» DIRECTION: Write out the full set of records below exactly.

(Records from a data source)

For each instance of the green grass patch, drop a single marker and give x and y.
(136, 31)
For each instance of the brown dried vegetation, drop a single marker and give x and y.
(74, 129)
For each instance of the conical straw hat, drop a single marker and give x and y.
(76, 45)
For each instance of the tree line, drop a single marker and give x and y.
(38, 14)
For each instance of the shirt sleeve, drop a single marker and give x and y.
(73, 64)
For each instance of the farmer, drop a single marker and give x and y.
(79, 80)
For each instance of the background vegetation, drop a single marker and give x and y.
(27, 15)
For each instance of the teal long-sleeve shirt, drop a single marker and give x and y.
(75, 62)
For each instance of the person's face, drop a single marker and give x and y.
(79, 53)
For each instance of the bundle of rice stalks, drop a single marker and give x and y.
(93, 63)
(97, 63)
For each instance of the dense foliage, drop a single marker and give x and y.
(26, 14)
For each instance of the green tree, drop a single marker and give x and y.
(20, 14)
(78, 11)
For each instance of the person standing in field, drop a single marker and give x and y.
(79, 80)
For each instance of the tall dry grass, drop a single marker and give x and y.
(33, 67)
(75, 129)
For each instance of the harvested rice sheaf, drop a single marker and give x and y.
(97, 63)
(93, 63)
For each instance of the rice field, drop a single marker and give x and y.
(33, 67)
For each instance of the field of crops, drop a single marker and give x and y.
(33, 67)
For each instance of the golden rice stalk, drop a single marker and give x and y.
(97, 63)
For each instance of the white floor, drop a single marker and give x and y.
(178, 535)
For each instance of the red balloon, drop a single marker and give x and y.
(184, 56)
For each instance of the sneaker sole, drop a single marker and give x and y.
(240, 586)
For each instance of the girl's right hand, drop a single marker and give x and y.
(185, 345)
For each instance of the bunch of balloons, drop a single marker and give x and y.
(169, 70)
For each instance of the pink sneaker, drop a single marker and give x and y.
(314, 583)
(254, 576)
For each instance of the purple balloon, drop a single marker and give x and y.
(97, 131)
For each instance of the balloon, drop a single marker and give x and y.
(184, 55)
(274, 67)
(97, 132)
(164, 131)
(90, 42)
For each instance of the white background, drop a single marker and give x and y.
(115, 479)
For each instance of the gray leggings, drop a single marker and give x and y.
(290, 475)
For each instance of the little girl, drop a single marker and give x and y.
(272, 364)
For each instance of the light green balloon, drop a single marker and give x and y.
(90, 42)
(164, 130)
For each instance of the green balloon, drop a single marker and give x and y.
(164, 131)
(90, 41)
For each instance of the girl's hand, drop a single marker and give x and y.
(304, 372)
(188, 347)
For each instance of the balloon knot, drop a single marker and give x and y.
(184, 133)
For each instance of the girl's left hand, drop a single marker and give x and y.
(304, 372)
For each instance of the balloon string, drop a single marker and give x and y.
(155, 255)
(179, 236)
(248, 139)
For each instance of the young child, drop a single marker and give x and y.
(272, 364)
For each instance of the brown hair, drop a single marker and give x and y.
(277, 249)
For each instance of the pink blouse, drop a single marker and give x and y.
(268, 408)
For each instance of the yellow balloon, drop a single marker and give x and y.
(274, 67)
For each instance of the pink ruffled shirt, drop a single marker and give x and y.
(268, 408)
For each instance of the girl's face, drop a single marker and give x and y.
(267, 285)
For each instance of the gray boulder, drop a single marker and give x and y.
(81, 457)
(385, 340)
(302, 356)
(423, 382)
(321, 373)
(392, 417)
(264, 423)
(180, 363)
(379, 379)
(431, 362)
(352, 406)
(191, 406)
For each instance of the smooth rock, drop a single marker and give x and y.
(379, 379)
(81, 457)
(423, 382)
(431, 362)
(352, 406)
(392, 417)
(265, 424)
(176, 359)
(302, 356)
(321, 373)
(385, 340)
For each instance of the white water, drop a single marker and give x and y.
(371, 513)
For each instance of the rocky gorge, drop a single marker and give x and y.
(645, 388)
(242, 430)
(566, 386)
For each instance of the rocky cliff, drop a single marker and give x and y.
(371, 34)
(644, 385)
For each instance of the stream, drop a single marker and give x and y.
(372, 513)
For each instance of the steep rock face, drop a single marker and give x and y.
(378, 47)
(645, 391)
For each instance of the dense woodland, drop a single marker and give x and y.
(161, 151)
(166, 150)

» ANSWER FOR THE TASK:
For each instance of the green grass patch, drop a single marker and give x and y.
(136, 31)
For each instance of the brown dried vegetation, drop a single marker and give x and y.
(74, 129)
For each instance of the conical straw hat, drop a single marker and give x and y.
(76, 45)
For each instance of the tree line, drop a single marker and give x and y.
(38, 14)
For each instance of the shirt sleeve, drop a single marker and give x and y.
(73, 64)
For each instance of the farmer, drop a single marker and give x and y.
(79, 80)
For each instance of the background vegetation, drop a single marker and give x and y.
(27, 15)
For each instance of the teal long-sleeve shirt, drop a single marker and give x and y.
(75, 62)
For each instance of the person's face, drop a single marker and give x and y.
(79, 53)
For each instance of the bundle of rice stalks, drop a single marker and give x and y.
(93, 63)
(97, 63)
For each instance of the dense foliage, drop a single marker and give x and y.
(26, 14)
For each instance of the green tree, drop a single marker and give x and y.
(20, 14)
(78, 11)
For each instance of the person standing in field, drop a single marker and give x and y.
(79, 80)
For each instance of the tall dry grass, drop a single marker and give x and y.
(33, 67)
(75, 129)
For each instance of the harvested rice sheaf, drop a single marker and give x and y.
(97, 63)
(93, 63)
For each instance of the rice field, drop a single marker and give x and y.
(33, 67)
For each instance of the field of crops, drop a single marker and give x and y.
(33, 67)
For each instance of the golden rice stalk, drop a single marker and give x and y.
(97, 63)
For each instance of the white floor, drop a single marker and give x and y.
(178, 535)
For each instance of the red balloon, drop a single marker and give x and y.
(184, 56)
For each instance of the sneaker sole, drop a single marker and give x and y.
(240, 586)
For each instance of the girl's right hand, drop a single marker and give x and y.
(185, 345)
For each instance of the bunch of balloons, drop a single marker and give x and y.
(169, 70)
For each instance of the pink sneaker, drop a single marker and give x and y.
(314, 583)
(254, 576)
For each instance of the purple balloon, drop a single marker and give x and y.
(97, 131)
For each instance of the balloon, drop a single marker and give x and y.
(184, 55)
(274, 67)
(97, 132)
(164, 131)
(90, 42)
For each instance of the white background, drop a single marker and give x and y.
(115, 479)
For each instance of the gray leggings, drop a single marker and give x and y.
(290, 475)
For each instance of the little girl, drop a single marker and give x and y.
(272, 364)
For each instance of the light green balloon, drop a single marker and give x and y.
(90, 42)
(164, 130)
For each instance of the green balloon, drop a single marker and give x and y.
(164, 131)
(90, 41)
For each instance of the girl's hand, drop a single marker and give x and y.
(304, 372)
(188, 347)
For each instance of the balloon knot, drop a single marker and give x and y.
(184, 133)
For each instance of the girl's left hand, drop a single marker and give x and y.
(304, 372)
For each instance of the balloon string, drop a single marker and give x and y.
(155, 255)
(179, 236)
(248, 139)
For each instance of the young child, drop a single marker and give x and y.
(272, 364)
For each instance of the brown hair, drop a single marker and give x and y.
(277, 249)
For each instance of the pink blouse, drop a single marker and give x and y.
(268, 408)
For each instance of the yellow balloon, drop a single marker and give x and y.
(274, 67)
For each instance of the pink ruffled shirt, drop a single marker and give x and y.
(268, 408)
For each instance of the girl's face, drop a single marker and give x and y.
(267, 285)
For each instance of the gray boulder, drop a single marker and give x and y.
(81, 457)
(385, 340)
(302, 356)
(423, 382)
(321, 373)
(392, 417)
(264, 423)
(180, 363)
(379, 379)
(431, 362)
(352, 406)
(191, 406)
For each instance of the smooth rock, drop a single marker and give x and y.
(379, 379)
(81, 457)
(423, 382)
(431, 362)
(352, 406)
(392, 417)
(265, 424)
(176, 359)
(302, 356)
(321, 373)
(385, 340)
For each instance of the white water, drop a single marker and give x and y.
(371, 513)
For each instance of the rocky gorge, drop a single marker and give x and y.
(645, 388)
(242, 430)
(566, 386)
For each instance of the rocky cliff, drop a single marker and give x and y.
(371, 34)
(644, 385)
For each instance of the stream, drop a single marker and give x and y.
(372, 513)
For each instance of the steep rock face, drop a single marker and give x and y.
(378, 47)
(645, 391)
For each instance of the dense woodland, drop a single marker and give x and y.
(161, 151)
(166, 150)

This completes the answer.